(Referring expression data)
▼

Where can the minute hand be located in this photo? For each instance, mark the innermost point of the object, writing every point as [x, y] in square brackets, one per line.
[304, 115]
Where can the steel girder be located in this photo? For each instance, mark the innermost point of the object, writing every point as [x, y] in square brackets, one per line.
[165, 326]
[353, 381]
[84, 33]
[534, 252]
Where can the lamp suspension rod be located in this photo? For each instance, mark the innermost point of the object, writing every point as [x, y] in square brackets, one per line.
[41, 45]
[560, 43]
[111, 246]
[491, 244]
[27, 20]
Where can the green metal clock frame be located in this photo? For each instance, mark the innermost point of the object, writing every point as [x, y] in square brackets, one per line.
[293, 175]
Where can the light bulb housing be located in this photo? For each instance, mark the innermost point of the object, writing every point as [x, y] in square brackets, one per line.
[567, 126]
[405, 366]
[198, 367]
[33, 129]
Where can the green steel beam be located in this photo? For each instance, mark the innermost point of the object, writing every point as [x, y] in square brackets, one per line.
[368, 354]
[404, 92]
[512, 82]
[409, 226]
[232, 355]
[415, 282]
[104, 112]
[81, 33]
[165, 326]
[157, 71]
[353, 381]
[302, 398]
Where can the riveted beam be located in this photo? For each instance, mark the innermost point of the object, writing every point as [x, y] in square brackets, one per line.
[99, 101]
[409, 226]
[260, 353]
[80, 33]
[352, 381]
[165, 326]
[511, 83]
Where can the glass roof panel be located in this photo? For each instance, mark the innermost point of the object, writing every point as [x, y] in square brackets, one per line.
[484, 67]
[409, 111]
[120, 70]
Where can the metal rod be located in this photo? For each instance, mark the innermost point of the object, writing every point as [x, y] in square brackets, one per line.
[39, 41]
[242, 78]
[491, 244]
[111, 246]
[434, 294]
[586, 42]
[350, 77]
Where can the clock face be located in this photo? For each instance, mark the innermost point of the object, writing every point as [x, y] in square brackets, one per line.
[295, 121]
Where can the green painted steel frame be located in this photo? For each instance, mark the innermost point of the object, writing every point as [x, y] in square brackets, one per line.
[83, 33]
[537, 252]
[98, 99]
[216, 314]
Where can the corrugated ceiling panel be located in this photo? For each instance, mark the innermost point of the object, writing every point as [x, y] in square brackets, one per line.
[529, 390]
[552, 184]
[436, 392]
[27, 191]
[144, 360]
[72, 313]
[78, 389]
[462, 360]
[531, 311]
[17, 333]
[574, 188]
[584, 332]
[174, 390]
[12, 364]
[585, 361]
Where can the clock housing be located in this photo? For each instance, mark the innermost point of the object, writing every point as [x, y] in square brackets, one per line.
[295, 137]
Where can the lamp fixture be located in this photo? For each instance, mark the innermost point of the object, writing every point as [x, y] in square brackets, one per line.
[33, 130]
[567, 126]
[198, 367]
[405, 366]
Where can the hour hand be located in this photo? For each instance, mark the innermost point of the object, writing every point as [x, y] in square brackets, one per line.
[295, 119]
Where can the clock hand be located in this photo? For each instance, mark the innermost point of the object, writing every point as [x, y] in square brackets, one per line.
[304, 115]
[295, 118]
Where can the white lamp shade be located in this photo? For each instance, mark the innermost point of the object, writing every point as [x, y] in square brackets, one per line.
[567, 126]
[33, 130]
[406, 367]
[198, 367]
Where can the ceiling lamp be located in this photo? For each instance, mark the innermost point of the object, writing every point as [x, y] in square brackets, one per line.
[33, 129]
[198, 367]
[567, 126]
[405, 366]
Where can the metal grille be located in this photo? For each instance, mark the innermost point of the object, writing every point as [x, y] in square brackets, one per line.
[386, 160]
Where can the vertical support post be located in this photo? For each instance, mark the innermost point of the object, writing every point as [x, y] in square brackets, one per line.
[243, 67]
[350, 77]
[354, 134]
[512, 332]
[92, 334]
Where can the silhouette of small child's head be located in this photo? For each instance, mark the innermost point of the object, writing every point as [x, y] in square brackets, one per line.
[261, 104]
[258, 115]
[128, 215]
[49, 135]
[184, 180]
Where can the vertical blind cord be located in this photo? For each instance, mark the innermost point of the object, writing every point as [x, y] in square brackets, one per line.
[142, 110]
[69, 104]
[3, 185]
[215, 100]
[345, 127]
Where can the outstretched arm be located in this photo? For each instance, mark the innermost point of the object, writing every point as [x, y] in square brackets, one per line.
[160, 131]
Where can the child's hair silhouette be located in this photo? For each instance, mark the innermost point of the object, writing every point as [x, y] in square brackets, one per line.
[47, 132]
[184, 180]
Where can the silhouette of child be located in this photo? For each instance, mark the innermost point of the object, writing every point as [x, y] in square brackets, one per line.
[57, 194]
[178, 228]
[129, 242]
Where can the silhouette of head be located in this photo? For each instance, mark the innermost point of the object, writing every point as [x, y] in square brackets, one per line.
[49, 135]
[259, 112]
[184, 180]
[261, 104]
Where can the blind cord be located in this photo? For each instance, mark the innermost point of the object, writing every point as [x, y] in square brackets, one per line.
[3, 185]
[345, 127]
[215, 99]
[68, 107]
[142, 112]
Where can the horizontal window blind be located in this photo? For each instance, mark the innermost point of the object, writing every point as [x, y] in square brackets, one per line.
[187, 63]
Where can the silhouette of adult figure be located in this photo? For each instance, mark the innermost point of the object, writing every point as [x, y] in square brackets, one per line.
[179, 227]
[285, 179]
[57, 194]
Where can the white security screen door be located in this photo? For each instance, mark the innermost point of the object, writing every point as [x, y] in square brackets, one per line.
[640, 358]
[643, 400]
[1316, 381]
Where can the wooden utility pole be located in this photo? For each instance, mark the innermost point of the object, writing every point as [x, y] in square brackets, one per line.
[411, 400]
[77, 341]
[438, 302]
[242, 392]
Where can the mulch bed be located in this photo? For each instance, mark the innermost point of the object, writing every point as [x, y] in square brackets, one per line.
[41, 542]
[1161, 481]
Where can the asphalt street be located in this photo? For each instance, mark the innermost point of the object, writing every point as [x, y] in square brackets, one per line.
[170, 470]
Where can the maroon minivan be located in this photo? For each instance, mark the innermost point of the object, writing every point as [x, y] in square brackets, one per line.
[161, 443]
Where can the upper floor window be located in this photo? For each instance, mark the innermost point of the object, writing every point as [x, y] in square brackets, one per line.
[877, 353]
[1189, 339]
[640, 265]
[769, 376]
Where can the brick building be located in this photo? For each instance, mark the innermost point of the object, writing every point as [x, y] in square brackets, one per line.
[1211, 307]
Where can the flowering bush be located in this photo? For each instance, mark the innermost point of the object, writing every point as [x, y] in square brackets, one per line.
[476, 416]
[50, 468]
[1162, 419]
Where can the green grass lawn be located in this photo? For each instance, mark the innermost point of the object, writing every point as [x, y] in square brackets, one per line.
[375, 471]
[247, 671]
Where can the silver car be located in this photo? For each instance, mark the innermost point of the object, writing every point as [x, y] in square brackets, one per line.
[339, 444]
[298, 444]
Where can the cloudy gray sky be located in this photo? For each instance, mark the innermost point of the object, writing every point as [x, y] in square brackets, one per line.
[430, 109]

▲

Output the complete data exactly as written.

Where can the minute hand be located in this photo? For each instance, mark the innermost point of the object, writing every point as [x, y] in square brackets, one per line.
[304, 115]
Where can the steel girder be located in this photo? For each instance, mark the innermost point of the object, writing every point as [x, y] in square brackets, one per line.
[165, 326]
[353, 381]
[84, 33]
[534, 252]
Where can the lamp suspension rod be located in this photo? For each instance, mark the innermost point of the object, writing every point as [x, y] in square brackets, one per line.
[41, 45]
[560, 43]
[111, 246]
[491, 244]
[27, 20]
Where can the green metal clock frame be located in this photo? For each instance, mark the innermost point of the object, writing every point as [x, y] in square brackets, one per line.
[293, 175]
Where can the light bulb housing be located in this photo? For each instance, mark the innermost point of the object, writing every point as [x, y] in square brackets, one per line.
[567, 126]
[405, 366]
[198, 367]
[33, 129]
Where can the green steel beam be located in this photo? For each instance, mark the innermost point of the object, writing every point as [x, y] in square brackets, one per line.
[368, 354]
[404, 92]
[512, 82]
[409, 226]
[232, 355]
[415, 282]
[104, 112]
[81, 33]
[165, 326]
[157, 71]
[353, 381]
[302, 398]
Where can the riveted beam be located in this photo? For each instance, mark the innermost point of the object, writing every point as [x, y] in square brackets, one per line.
[99, 101]
[409, 226]
[260, 353]
[80, 33]
[352, 381]
[165, 326]
[511, 83]
Where can the glass roof panel be located in this photo? For each instance, mark the innermost point of the object, writing every point as [x, y] in square brackets, one per line.
[484, 67]
[409, 111]
[120, 70]
Where can the metal rod be located in this photo? For each instance, mark the innermost point of the object, writing every point as [x, y] in square brackets, one per line.
[39, 41]
[242, 78]
[491, 244]
[111, 246]
[434, 294]
[586, 42]
[350, 77]
Where can the clock face be located in this photo? For each instance, mark the innermost point of the object, writing every point as [x, y] in square brackets, one per line.
[295, 121]
Where can the green painted steel frame be located in this photo? For each instance, mark the innermost point of the object, writing every point as [x, y] in square brackets, one per line.
[83, 33]
[537, 252]
[98, 99]
[216, 314]
Where can the corrugated ceiling panel be located in this photo? For each instance, mark the innermost point of the object, writing every point as [x, y] in square brackets, one per line.
[529, 390]
[552, 184]
[436, 392]
[27, 191]
[144, 360]
[72, 313]
[78, 389]
[462, 360]
[531, 311]
[17, 333]
[574, 188]
[584, 332]
[174, 390]
[12, 364]
[585, 361]
Where can the clock housing be located in this photo? For each instance, mark the innermost point of the object, writing every point as [x, y] in square brackets, one per line.
[295, 137]
Where can the lamp fixture be located in this photo? For each instance, mark the innermost point of the object, writing every point as [x, y] in square brackets, one per line.
[33, 130]
[567, 126]
[198, 367]
[405, 366]
Where can the hour hand be located in this photo? For each instance, mark the innermost point of the object, writing every point as [x, y] in square brackets, one per line.
[295, 119]
Where can the clock hand be located in this photo? For each instance, mark the innermost point of the object, writing every point as [x, y] in square brackets, one per line.
[304, 115]
[295, 118]
Where can the white lamp shade be located in this photo? For each instance, mark the innermost point of the object, writing every point as [x, y] in square brackets, one per line.
[567, 126]
[33, 130]
[406, 367]
[198, 367]
Where can the ceiling lamp be located in this photo? For each instance, mark the innermost point of the object, writing every point as [x, y] in square brackets, one per line.
[33, 129]
[198, 367]
[567, 126]
[405, 366]
Where can the metal grille be located in this photo? For each instance, mark the innermost point of the object, writing every point as [x, y] in square brackets, one per line.
[386, 160]
Where can the vertical support post be located in this photo? For each instance, mark the innermost point of the object, writing every point as [x, y] in square brackets, one per line.
[243, 67]
[350, 77]
[354, 134]
[512, 332]
[92, 334]
Where can the silhouette of small child's head be located in this photo? For each instance, mark the innermost point of the object, writing every point as [x, y] in square brackets, one per line.
[261, 104]
[258, 115]
[128, 215]
[49, 135]
[184, 180]
Where can the vertical blind cord be located in this photo? For each instance, mark the innermost point of the object, writing every point as [x, y] in square brackets, one per line.
[142, 110]
[69, 104]
[3, 185]
[215, 100]
[345, 127]
Where can the outstretched arm be located in this photo? For each instance, mark the innermost point of the object, writing every point as [x, y] in square brackets, one per line.
[160, 131]
Where can the child's hair silhouette be located in this photo? For each instance, mark the innermost point of the object, writing every point as [x, y] in square brackets, one per line.
[47, 132]
[184, 180]
Where can the silhouette of child be located in this photo? For each instance, mark the innermost point of the object, writing every point as [x, y] in square brackets, one per line.
[57, 194]
[178, 228]
[129, 242]
Where can the silhouette of head be located in this photo? For each instance, mark the innermost point of the object, writing every point as [x, y] in square brackets, one per line.
[49, 135]
[259, 112]
[184, 180]
[261, 104]
Where can the blind cord be located in this photo? For each instance, mark the innermost point of the object, writing every point as [x, y] in square brackets, one per line.
[3, 185]
[345, 127]
[215, 99]
[68, 107]
[142, 112]
Where can the horizontal window blind be located in this photo? For each instance, mark the innermost point of the object, writing every point as [x, y] in square brackets, one per line.
[187, 63]
Where can the silhouette of adult figure be located in this photo? For each instance, mark the innermost point of the object, writing every point as [x, y] in square brackets, one per line.
[179, 227]
[285, 179]
[57, 194]
Where can the white security screen door be located in this photo? For each instance, mark the innermost point of the object, writing every point as [x, y] in square brackets, one per line.
[640, 358]
[643, 400]
[1316, 381]
Where can the wooden utility pole be located in this photo? For each instance, mark the innermost point of the object, writing every point as [x, y] in square brackets, one per line.
[411, 400]
[77, 341]
[438, 302]
[242, 392]
Where can the mulch bed be located in this photo? For each instance, mark the innermost point of the object, writing every point as [x, y] in square brackets, one per line.
[41, 542]
[1161, 481]
Where can the asphalt street be located in this photo? For each instance, mark the innermost point of the object, writing every point as [x, y] in square brackets, one per line.
[170, 470]
Where can the maroon minivan be located in this photo? For each instance, mark the innermost point of the object, writing every point as [x, y] in square brackets, one per line.
[161, 443]
Where can the upper floor window be located in this photo? For each instance, mark the innermost point of the object, writing every point as [x, y] in square brackets, one per line.
[877, 353]
[1189, 339]
[640, 265]
[769, 376]
Where can the brick building be located in this photo? For each instance, mark the innermost point of the object, writing every point as [x, y] in square brackets, one per line.
[1211, 307]
Where can the flowering bush be located in this photo? For each instance, mark the innermost point of the object, writing every point as [x, y] in square brackets, one per line.
[476, 416]
[50, 468]
[1162, 419]
Where can the green grass lawn be located in this photo? For each instance, mark the innermost point of the object, writing every point as [x, y] in square brackets, one per line.
[375, 471]
[247, 671]
Where can the silver car be located in this photo? For each instance, mark the innermost point of the object, writing every point as [x, y] in square brackets, one per line.
[339, 444]
[298, 444]
Where can the cloudy gray sky be located in this photo? For each instance, mark the innermost point of the object, writing every point as [x, y] in square brackets, one per line.
[430, 109]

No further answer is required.